→ EXERCISE INPUT
────────────────────
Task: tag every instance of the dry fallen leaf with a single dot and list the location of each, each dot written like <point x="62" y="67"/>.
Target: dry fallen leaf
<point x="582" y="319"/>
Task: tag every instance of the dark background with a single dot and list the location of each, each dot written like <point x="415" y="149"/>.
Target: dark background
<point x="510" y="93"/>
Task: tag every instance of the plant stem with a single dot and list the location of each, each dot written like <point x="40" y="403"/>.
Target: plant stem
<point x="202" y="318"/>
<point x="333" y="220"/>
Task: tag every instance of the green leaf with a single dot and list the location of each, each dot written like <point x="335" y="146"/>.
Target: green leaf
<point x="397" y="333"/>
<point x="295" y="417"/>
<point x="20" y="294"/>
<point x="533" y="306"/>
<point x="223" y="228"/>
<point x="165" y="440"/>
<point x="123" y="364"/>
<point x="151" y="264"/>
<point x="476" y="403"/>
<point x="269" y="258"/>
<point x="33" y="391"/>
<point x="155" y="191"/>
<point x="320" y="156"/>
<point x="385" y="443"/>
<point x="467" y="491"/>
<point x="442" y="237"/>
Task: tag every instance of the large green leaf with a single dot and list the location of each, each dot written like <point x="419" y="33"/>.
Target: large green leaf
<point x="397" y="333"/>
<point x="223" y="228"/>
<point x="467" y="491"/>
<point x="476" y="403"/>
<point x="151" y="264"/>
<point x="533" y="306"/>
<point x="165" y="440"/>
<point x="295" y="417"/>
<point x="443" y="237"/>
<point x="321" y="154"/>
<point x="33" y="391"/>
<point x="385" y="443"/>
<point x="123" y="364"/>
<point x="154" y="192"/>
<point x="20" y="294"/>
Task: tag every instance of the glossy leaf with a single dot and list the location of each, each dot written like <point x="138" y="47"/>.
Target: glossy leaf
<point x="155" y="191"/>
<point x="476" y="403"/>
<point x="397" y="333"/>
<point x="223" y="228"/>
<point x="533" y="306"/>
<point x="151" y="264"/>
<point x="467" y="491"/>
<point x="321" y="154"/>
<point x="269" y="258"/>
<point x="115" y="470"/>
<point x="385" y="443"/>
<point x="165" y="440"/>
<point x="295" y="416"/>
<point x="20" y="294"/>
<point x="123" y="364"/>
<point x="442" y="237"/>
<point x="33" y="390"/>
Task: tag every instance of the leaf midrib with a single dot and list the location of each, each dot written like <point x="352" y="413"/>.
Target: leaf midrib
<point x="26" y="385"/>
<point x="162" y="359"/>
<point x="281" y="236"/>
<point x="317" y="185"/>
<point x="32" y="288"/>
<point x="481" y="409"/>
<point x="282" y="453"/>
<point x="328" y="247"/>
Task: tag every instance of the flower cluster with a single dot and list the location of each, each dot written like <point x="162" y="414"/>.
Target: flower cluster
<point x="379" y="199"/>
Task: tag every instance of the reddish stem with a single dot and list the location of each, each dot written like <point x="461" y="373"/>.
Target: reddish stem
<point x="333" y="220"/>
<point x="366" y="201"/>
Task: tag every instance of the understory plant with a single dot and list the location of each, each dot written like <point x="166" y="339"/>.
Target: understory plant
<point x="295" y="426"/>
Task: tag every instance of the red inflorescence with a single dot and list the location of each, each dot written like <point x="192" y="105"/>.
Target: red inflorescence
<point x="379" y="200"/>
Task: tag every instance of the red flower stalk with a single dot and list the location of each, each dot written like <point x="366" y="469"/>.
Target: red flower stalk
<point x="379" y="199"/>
────────────────────
→ WRITTEN INSTRUCTION
Reproduce the listing from the line containing "Task: tag every instance of the understory" through the end of the listing, replacing "inflorescence" with "flower head" and leaving everything else unchanged.

→ RIGHT ANSWER
Task: tag every instance of the understory plant with a single dot and list the location of each, each dot written like <point x="166" y="339"/>.
Target: understory plant
<point x="295" y="426"/>
Task: tag every instance of the red flower head with a single dot and list the location of each, each dot written like <point x="192" y="105"/>.
Target: red flower head
<point x="379" y="200"/>
Task: tag every instance of the red flower stalk with a single dot and list the location of each, each dot written like <point x="366" y="469"/>.
Target: red flower stalk
<point x="379" y="199"/>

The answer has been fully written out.